[Object pointing dataset rows]
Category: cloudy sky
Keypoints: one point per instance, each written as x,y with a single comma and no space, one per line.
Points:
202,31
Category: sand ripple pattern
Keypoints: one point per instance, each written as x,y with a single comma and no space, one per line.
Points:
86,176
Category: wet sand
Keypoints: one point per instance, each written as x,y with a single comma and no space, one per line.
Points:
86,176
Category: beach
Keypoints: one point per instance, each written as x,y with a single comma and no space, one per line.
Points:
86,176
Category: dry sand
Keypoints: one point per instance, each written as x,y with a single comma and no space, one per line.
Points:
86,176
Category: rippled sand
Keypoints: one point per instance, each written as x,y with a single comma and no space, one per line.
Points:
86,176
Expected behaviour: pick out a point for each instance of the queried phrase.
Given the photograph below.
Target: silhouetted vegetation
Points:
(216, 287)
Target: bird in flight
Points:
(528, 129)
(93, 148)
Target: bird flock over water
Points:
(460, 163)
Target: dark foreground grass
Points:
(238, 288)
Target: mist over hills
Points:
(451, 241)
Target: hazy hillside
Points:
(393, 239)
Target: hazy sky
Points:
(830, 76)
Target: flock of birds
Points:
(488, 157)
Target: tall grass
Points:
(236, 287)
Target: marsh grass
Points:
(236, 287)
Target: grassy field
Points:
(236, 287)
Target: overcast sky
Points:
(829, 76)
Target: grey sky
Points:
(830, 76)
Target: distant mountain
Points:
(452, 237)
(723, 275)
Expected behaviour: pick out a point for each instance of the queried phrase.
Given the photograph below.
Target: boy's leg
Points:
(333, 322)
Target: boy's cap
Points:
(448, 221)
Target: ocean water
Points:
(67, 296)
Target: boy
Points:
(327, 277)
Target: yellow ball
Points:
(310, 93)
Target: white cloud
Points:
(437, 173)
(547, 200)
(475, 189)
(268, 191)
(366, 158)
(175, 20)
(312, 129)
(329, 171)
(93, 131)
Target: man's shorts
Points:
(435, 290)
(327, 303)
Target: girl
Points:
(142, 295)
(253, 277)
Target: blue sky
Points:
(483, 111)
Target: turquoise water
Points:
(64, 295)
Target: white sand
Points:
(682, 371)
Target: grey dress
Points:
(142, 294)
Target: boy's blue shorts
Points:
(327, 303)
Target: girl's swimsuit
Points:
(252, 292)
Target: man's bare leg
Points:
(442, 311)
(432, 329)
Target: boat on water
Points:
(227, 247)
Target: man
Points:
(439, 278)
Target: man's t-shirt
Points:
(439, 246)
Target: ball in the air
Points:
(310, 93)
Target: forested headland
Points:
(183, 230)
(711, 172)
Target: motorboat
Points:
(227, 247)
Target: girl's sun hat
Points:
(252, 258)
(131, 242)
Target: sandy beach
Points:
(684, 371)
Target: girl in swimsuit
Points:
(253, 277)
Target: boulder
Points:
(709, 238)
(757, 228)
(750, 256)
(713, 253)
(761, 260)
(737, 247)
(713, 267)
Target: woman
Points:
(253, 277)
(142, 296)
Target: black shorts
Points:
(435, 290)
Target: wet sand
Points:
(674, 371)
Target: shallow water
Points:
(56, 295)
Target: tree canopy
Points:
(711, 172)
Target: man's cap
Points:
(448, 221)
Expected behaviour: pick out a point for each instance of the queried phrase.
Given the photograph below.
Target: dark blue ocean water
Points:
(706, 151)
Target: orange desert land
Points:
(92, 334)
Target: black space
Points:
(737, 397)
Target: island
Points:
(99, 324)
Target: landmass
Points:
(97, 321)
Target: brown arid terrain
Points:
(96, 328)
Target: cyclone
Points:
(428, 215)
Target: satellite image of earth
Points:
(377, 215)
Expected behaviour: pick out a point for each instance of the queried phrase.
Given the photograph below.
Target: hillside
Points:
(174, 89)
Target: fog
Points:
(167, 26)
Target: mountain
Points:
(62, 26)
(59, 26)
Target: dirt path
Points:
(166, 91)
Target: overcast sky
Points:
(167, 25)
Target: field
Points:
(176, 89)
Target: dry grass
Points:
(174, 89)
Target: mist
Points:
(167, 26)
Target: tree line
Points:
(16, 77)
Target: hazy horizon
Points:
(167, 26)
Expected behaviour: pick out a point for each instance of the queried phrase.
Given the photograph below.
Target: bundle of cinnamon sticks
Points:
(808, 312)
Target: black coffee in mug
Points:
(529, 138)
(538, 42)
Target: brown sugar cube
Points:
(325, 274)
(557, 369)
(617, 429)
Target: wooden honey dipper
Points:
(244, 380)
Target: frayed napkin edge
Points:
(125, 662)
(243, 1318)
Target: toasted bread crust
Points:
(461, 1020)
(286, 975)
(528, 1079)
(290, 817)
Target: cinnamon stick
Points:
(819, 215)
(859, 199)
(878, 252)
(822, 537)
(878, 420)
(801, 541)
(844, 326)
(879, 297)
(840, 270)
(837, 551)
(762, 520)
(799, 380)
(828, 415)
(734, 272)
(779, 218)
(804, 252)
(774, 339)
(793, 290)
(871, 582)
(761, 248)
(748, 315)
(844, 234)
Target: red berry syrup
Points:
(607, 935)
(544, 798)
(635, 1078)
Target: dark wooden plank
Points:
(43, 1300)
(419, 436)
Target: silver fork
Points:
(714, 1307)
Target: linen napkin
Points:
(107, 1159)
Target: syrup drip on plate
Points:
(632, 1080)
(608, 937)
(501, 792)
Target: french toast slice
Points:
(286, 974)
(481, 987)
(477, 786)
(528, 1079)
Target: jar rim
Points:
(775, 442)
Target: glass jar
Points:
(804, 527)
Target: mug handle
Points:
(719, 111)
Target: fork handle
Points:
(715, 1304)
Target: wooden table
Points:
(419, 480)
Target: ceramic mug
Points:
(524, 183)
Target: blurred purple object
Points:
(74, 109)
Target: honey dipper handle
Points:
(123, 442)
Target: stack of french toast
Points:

**Your objective**
Reproduce the entries above exactly.

**Full response**
Category: cloudy sky
Keypoints: one point per instance, each written as x,y with a single comma and no space, one per line.
Points:
202,31
Category: sand ripple pattern
Keypoints: one point per instance, each written as x,y with a single comma and no space, one per line.
Points:
86,176
Category: wet sand
Keypoints: one point per instance, each written as x,y with a single comma and no space, one per line.
Points:
86,176
Category: beach
Keypoints: one point per instance, each written as x,y with a single comma and no space, one per line.
Points:
86,176
Category: dry sand
Keypoints: one point per instance, each written as x,y with a single comma and no space, one per line.
Points:
86,176
Category: rippled sand
Keypoints: one point per instance, each written as x,y with a single comma and no space, one per line.
Points:
86,176
Expected behaviour: pick out a point for each instance of the queried phrase.
Given the photograph below.
Target: silhouetted vegetation
Points:
(216, 287)
Target: bird in flight
Points:
(528, 129)
(93, 148)
Target: bird flock over water
Points:
(460, 163)
Target: dark foreground grass
Points:
(238, 288)
Target: mist over hills
Points:
(451, 241)
Target: hazy hillside
Points:
(393, 239)
Target: hazy sky
Points:
(830, 76)
Target: flock of birds
Points:
(488, 157)
Target: tall grass
Points:
(236, 287)
Target: marsh grass
Points:
(236, 287)
Target: grassy field
Points:
(236, 287)
Target: overcast sky
Points:
(829, 76)
Target: grey sky
Points:
(830, 76)
Target: distant mountain
Points:
(452, 237)
(723, 275)
Expected behaviour: pick out a point for each instance of the queried phrase.
Given the photograph below.
Target: boy's leg
Points:
(333, 322)
Target: boy's cap
Points:
(448, 221)
Target: ocean water
Points:
(67, 296)
Target: boy
Points:
(327, 277)
Target: yellow ball
Points:
(310, 93)
Target: white cloud
Points:
(437, 173)
(547, 200)
(475, 189)
(268, 191)
(366, 158)
(175, 20)
(312, 129)
(329, 171)
(93, 131)
Target: man's shorts
Points:
(435, 290)
(327, 303)
Target: girl
Points:
(142, 295)
(253, 277)
Target: blue sky
Points:
(483, 111)
Target: turquoise water
Points:
(64, 295)
Target: white sand
Points:
(682, 371)
Target: grey dress
Points:
(142, 294)
Target: boy's blue shorts
Points:
(327, 303)
Target: girl's swimsuit
Points:
(252, 292)
Target: man's bare leg
Points:
(442, 311)
(432, 329)
Target: boat on water
Points:
(227, 247)
Target: man
Points:
(439, 278)
Target: man's t-shirt
Points:
(439, 246)
Target: ball in the air
Points:
(310, 93)
Target: forested headland
Points:
(183, 230)
(711, 172)
Target: motorboat
Points:
(227, 247)
Target: girl's sun hat
Points:
(252, 258)
(131, 242)
Target: sandy beach
Points:
(684, 371)
Target: girl in swimsuit
Points:
(253, 277)
Target: boulder
Points:
(709, 238)
(757, 228)
(750, 256)
(713, 253)
(761, 260)
(737, 247)
(713, 267)
Target: woman
Points:
(253, 277)
(142, 296)
Target: black shorts
Points:
(435, 290)
Target: wet sand
Points:
(674, 371)
Target: shallow water
Points:
(56, 295)
Target: tree canopy
Points:
(711, 172)
Target: man's cap
Points:
(448, 221)
Expected behaviour: pick out a point for each instance of the queried phrase.
Given the photograph below.
Target: dark blue ocean water
Points:
(706, 151)
Target: orange desert land
Points:
(92, 334)
Target: black space
Points:
(737, 397)
Target: island
Points:
(99, 324)
Target: landmass
Points:
(97, 321)
Target: brown arid terrain
Points:
(96, 328)
Target: cyclone
Points:
(428, 215)
Target: satellite image of earth
Points:
(377, 215)
Expected behaviour: pick out a point for each instance of the queried phrase.
Given the photograph below.
Target: hillside
Points:
(174, 89)
Target: fog
Points:
(167, 26)
Target: mountain
Points:
(62, 26)
(59, 26)
Target: dirt path
Points:
(166, 91)
Target: overcast sky
Points:
(167, 25)
Target: field
Points:
(176, 89)
Target: dry grass
Points:
(174, 89)
Target: mist
Points:
(167, 26)
Target: tree line
Points:
(16, 77)
Target: hazy horizon
Points:
(167, 26)
Expected behaviour: pick out a point for each instance of the queried phrase.
Given the photograph below.
Target: bundle of cinnamon sticks
Points:
(808, 312)
Target: black coffee in mug
Points:
(529, 138)
(538, 42)
Target: brown sugar cube
Points:
(325, 274)
(557, 369)
(617, 429)
Target: wooden honey dipper
Points:
(244, 380)
Target: frayed napkin edge
Points:
(125, 662)
(243, 1318)
Target: toasted bread crust
Points:
(461, 1020)
(286, 975)
(528, 1079)
(290, 817)
Target: cinnamon stick
Points:
(819, 215)
(859, 199)
(878, 252)
(822, 537)
(878, 420)
(801, 541)
(844, 326)
(879, 297)
(840, 270)
(837, 551)
(762, 520)
(799, 380)
(828, 415)
(734, 272)
(779, 218)
(804, 252)
(774, 339)
(793, 290)
(871, 582)
(761, 248)
(748, 315)
(844, 234)
Target: red berry syrup
Points:
(607, 935)
(544, 798)
(635, 1078)
Target: dark wooden plank
Points:
(43, 1300)
(419, 436)
Target: silver fork
Points:
(714, 1307)
Target: linen napkin
Points:
(107, 1159)
Target: syrup drip on plate
Points:
(632, 1080)
(608, 937)
(501, 792)
Target: french toast slice
Points:
(286, 974)
(481, 987)
(477, 786)
(528, 1079)
Target: jar rim
Points:
(775, 442)
Target: glass jar
Points:
(804, 527)
Target: mug handle
Points:
(719, 111)
Target: fork handle
Points:
(715, 1304)
Target: wooden table
Points:
(419, 480)
Target: ceramic mug
Points:
(524, 183)
Target: blurred purple object
Points:
(74, 109)
Target: honey dipper handle
Points:
(123, 442)
Target: stack of french toast
Points:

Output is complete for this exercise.